**Data records**
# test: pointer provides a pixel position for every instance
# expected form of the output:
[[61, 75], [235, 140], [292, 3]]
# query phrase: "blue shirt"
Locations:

**Problem statement**
Write out all of the material above again, line for line, with every character unchanged.

**Task response**
# test: pointer provides a pixel position for every instance
# expected form of the output:
[[61, 75], [235, 140], [292, 3]]
# query phrase: "blue shirt"
Locations:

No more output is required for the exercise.